=== Document section ===
▼

Analysis of Mobile in Print Ads Series

Part 1: Volkswagen

Bryce MarshallThe May issue of Wired magazine (the printed version) was of special interest to me. Within the few pages at the front of the magazine, there were 4 full-page ads (one was a two-page spread) for major consumer brands, each featuring different mobile response methods to entice readers to engage further on their smartphones.
I found this very interesting for a couple of different reasons.
First, the ads demonstrated still-rare diversity in thinking among brands (and their agencies) on how to best encourage consumers to engage through their mobile devices – through SMS, QR codes, MS Tag, and/or Google Goggles. The second reason I found this interesting is these four ads represented a microcosm of the continuing challenges brands face in getting mobile response right. Some elements were executed extremely well, while some fell short in leveraging the capability of mobile to its full potential.

I’ll provide my review of each of the four ads. Let’s start with Volkswagen.

VW uses SMS

The first of the four was VW’s full page ad for the 2011 Touareg Hybrid, just opposite the Wired table of contents page. Bucking the recent trends of brands throwing around QR codes with abandon, VW’s mobile response offering was through SMS. The very simple and well-worded call to action: (below) “See the story behind the Touareg supercharged hybrid. Text HYBRID3 to 892277 to unlock the video.”

When the key word is texted to VW’s short code, the response is equally well worded and offers a link to the video, as well as the option to opt-in for additional messaging. “The all-new Touareg Hybrid is a Rare Beast. See its origin, anatomy & habitat: Reply Y to stay in the loop. Msg & data rates may apply.”

VW is making the most of SMS knowing this allows the greatest potential audience to interact via their mobile device. Even though the received SMS message links to a mobile web site (on the right) (which limits the potential audience to those with a suitable device and broadband connection), I like the additional option to continue the engagement through SMS alone. All too often SMS is abandoned too early by brands in their haste to transfer users to a mobile web page or device app.

Here’s the downfall: there is no harmony between the print ad, the SMS messaging, and the mobile site. The CTA in the print ad talks about how to “unlock the video.” The SMS response refers to a “Rare Beast with an origin, anatomy, and habitat.” These are safari-like themes that are non-existent in the print ad. And the worst element of the execution is the mobile web site linked from the SMS contains neither a video nor any reference to a Beast whatsoever. It is a very mild, very information-filled, and very mobile-optimized page for the Touareg within VW’s mobile site. I would have been happy to find this mobile web page in any other circumstance. But since I was promised a video, and then promised something exotic and safari-themed, the resulting web experience was far different than what I was expecting, and therefore disappointing. While each of these tactics – print, SMS and mobile web – is itself very well executed each seems to be part of separate campaigns that were hastily or wrongly threaded together.

Part 2: Kohler
Kohler Using QR codes

Flip 7 pages forward to find Kohler’s full-page ad for their Flipside line of shower heads. Kohler uses a straightforward QR code – one-color, black, no customizations – at the bottom of the ad.
Thankfully it is large enough to scan well. The QR code links the users’ smartphone to a mobile-optimized page dedicated to the Flipside product line. So at a basic level, the execution of this campaign is very sound.

Two issues: the mystery code and the dead end.

I’m continually fascinated by brands that continue to use what I call the “mystery code” approach, and the fact that the mobile web site leveraged does not have the appropriate content for the application.

▲

(Image region outline records)

▼

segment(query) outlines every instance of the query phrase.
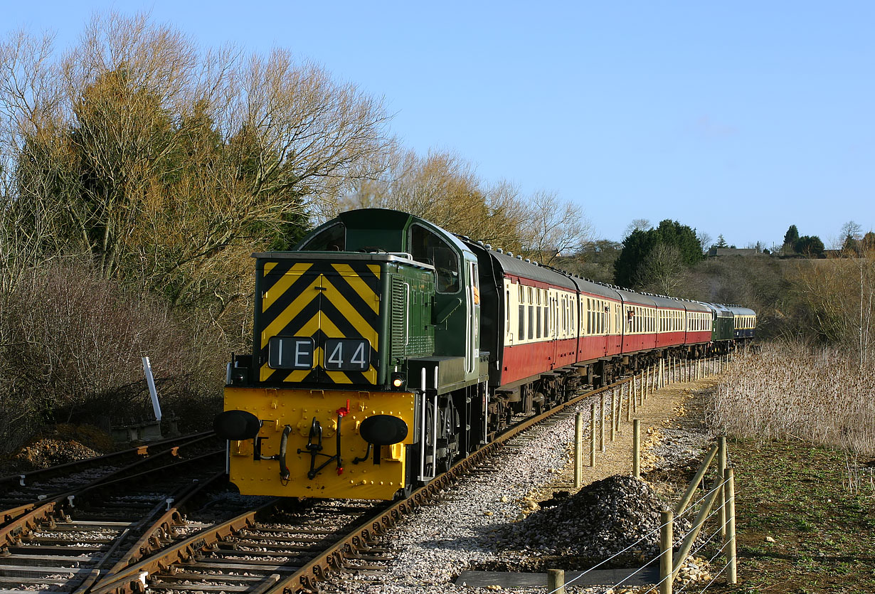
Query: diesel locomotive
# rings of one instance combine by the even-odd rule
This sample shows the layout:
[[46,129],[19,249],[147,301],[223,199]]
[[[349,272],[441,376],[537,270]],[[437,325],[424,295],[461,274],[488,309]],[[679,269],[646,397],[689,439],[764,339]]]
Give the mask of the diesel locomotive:
[[535,414],[660,357],[753,337],[738,306],[644,295],[398,211],[255,254],[251,354],[217,433],[243,494],[390,500]]

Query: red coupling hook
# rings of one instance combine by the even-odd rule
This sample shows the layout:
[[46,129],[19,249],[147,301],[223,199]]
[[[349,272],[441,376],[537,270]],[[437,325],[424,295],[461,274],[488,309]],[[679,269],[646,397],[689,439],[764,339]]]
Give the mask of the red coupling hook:
[[349,398],[346,399],[346,406],[345,406],[342,409],[337,409],[338,416],[346,416],[348,414],[349,414]]

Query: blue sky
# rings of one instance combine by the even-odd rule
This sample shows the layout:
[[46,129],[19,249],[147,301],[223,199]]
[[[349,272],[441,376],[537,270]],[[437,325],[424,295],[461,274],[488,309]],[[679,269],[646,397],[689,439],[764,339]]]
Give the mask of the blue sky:
[[738,247],[875,228],[872,2],[44,1],[4,23],[63,47],[110,9],[314,59],[384,96],[406,145],[556,192],[600,237],[640,218]]

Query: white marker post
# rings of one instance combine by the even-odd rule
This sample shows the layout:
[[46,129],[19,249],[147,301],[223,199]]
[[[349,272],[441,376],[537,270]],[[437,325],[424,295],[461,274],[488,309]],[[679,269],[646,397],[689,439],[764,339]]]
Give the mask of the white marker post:
[[152,366],[149,357],[143,358],[143,371],[146,374],[146,383],[149,384],[149,395],[152,397],[152,410],[155,411],[155,420],[161,420],[161,404],[158,403],[158,393],[155,389],[155,378],[152,377]]

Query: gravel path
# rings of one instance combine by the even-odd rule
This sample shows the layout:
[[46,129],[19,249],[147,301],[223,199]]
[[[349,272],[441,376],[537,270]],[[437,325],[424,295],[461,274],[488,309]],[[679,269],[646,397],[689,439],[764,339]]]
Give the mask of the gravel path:
[[[694,399],[693,394],[698,391],[696,393],[701,395],[715,384],[710,378],[673,384],[651,395],[644,406],[639,407],[634,416],[641,419],[641,430],[647,432],[642,472],[689,466],[695,458],[701,457],[711,436],[700,419],[691,418],[701,413],[700,405],[691,406],[701,400]],[[600,404],[599,397],[585,399],[576,409],[588,416],[593,402]],[[607,440],[606,432],[606,451],[597,455],[596,467],[584,468],[584,489],[586,485],[612,475],[631,474],[631,423],[625,422],[625,414],[622,418],[621,430],[614,442]],[[397,551],[397,559],[387,574],[380,576],[380,583],[357,581],[354,576],[340,574],[324,584],[320,591],[480,594],[496,588],[455,585],[453,582],[462,570],[486,567],[526,570],[536,567],[540,558],[556,549],[543,544],[526,548],[519,538],[520,527],[531,523],[522,521],[539,509],[538,501],[550,499],[554,492],[565,490],[574,494],[573,416],[535,431],[515,437],[494,456],[488,463],[494,467],[493,472],[463,479],[441,501],[418,509],[410,520],[393,530],[385,546]],[[584,439],[588,440],[588,436]],[[653,493],[647,485],[635,490],[646,491],[647,497]],[[625,522],[630,523],[627,517]],[[606,591],[602,588],[566,590]],[[546,591],[514,588],[513,591],[528,594]]]

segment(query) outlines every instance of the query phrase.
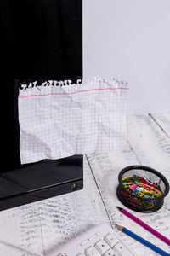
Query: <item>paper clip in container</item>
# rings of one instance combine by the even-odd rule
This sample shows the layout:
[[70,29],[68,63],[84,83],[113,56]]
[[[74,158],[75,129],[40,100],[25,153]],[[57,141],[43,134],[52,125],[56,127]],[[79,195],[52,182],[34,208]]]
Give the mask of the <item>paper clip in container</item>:
[[148,166],[128,166],[119,173],[118,181],[118,199],[124,206],[136,212],[157,211],[169,192],[166,177]]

▲

=== Challenge ===
Summarize the article on mobile response in print ads in two sentences. The listing has no connection to the article on mobile response in print ads.

=== Written solution ===
The author reviews full-page ads from the May issue of Wired that use different mobile response methods. Volkswagen's SMS campaign for the 2011 Touareg Hybrid is well executed in its print ad, SMS reply, and mobile site, but these parts lack harmony because the promised video and "Rare Beast" theme never appear, while Kohler's ad for its Flipside shower heads uses a plain, large QR code linking to a mobile-optimized page but suffers from two issues: the "mystery code" and the dead end.